- EXERCISE BRIEF
List every line of the data below that contains the string "bird", copying each such line in full.

- GIVEN DATA
※

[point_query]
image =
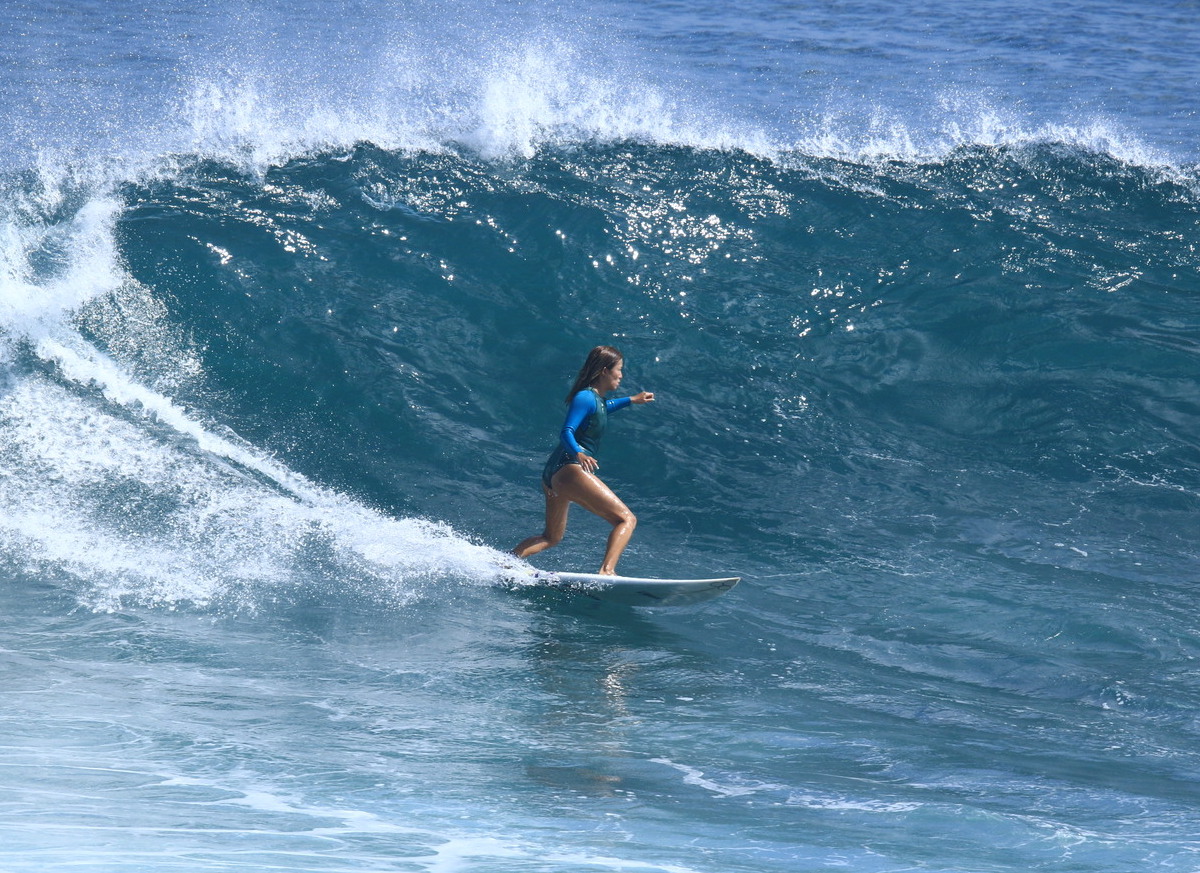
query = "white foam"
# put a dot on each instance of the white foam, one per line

※

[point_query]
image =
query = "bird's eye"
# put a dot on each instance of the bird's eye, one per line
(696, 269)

※

- REPLY
query = "bird's eye"
# put a dot on each instance of the bird's eye, one per line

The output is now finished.